§ **TASK STATEMENT**
Could you print, exactly and without pictures, only the lines from the one with "bud in the photo above." through the end of the records below?

§ **LISTED RECORDS**
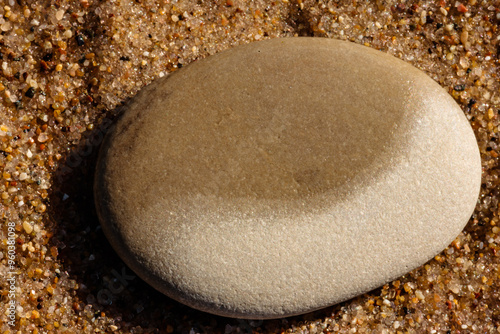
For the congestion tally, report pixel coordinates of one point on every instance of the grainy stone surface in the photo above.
(101, 53)
(260, 164)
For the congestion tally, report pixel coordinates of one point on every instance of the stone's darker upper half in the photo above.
(223, 183)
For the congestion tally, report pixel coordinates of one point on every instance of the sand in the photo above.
(66, 67)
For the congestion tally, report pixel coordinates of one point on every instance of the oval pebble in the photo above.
(284, 176)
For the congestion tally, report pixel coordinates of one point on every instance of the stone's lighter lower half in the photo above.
(225, 183)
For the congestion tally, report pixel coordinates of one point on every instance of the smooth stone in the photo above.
(284, 176)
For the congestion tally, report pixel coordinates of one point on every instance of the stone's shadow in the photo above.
(105, 283)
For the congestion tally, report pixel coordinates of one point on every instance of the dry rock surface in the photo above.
(258, 164)
(65, 66)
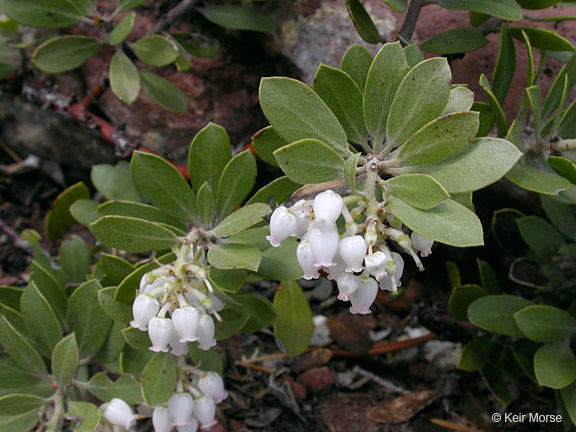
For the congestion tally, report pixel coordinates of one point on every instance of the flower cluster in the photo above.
(182, 290)
(358, 263)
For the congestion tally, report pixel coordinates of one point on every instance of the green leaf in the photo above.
(239, 18)
(293, 326)
(210, 151)
(65, 359)
(419, 191)
(274, 193)
(124, 78)
(449, 222)
(296, 112)
(163, 185)
(125, 388)
(505, 65)
(164, 93)
(461, 299)
(122, 30)
(125, 291)
(86, 415)
(460, 40)
(75, 259)
(495, 313)
(19, 350)
(545, 323)
(362, 21)
(236, 182)
(542, 238)
(501, 124)
(356, 63)
(155, 50)
(439, 139)
(59, 220)
(475, 355)
(159, 379)
(114, 182)
(309, 161)
(47, 13)
(41, 322)
(205, 204)
(280, 263)
(482, 163)
(64, 53)
(88, 321)
(232, 256)
(131, 234)
(421, 98)
(114, 309)
(19, 412)
(555, 365)
(339, 91)
(241, 219)
(507, 10)
(461, 100)
(384, 76)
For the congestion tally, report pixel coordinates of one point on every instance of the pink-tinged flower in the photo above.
(364, 296)
(212, 385)
(352, 250)
(328, 206)
(422, 244)
(118, 413)
(283, 224)
(160, 333)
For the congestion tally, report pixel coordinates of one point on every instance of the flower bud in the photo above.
(181, 407)
(347, 284)
(352, 250)
(283, 224)
(205, 411)
(160, 332)
(212, 385)
(186, 323)
(205, 332)
(422, 244)
(144, 309)
(161, 419)
(376, 264)
(324, 246)
(306, 260)
(364, 296)
(118, 413)
(328, 206)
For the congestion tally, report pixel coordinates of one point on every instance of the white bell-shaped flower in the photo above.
(186, 323)
(144, 309)
(205, 332)
(190, 427)
(422, 244)
(212, 385)
(352, 250)
(364, 296)
(118, 413)
(160, 333)
(347, 284)
(306, 260)
(376, 264)
(161, 419)
(328, 206)
(205, 411)
(283, 224)
(324, 245)
(181, 407)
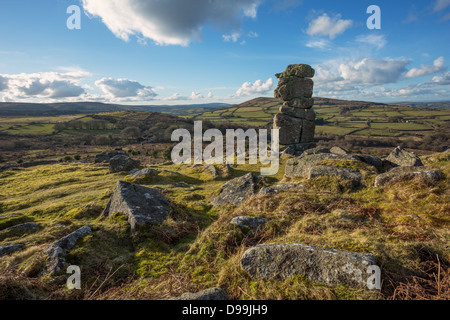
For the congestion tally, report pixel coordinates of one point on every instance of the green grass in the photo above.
(198, 248)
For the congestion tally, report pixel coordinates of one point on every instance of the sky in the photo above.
(166, 52)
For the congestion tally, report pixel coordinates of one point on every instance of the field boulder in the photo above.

§ **ANSWER BELOW**
For the congestion tally, report pixel coordinates of one point on every instance of the flower bud in the photo above.
(181, 407)
(347, 284)
(352, 250)
(283, 224)
(205, 411)
(160, 332)
(212, 385)
(186, 323)
(205, 332)
(422, 244)
(144, 309)
(161, 419)
(376, 264)
(324, 246)
(306, 260)
(364, 296)
(118, 413)
(328, 206)
For the congestion tally, report pixel coordinates of one point on every instance of the white bell-shaped flower in the photo above.
(186, 323)
(144, 309)
(205, 332)
(190, 427)
(422, 244)
(212, 385)
(352, 250)
(364, 296)
(118, 413)
(160, 333)
(347, 284)
(306, 260)
(376, 264)
(161, 419)
(328, 206)
(205, 411)
(283, 224)
(324, 245)
(181, 407)
For the congestion tally, report pixel coordinates of one point on every instance of the green grass in the photo above.
(198, 248)
For the congestion tally, report pixel coordinates of one point on every instance of the sky in the photo above.
(166, 52)
For the congestion tally, report pixel coordinates of one point on every instance of the field boulder in the photo above.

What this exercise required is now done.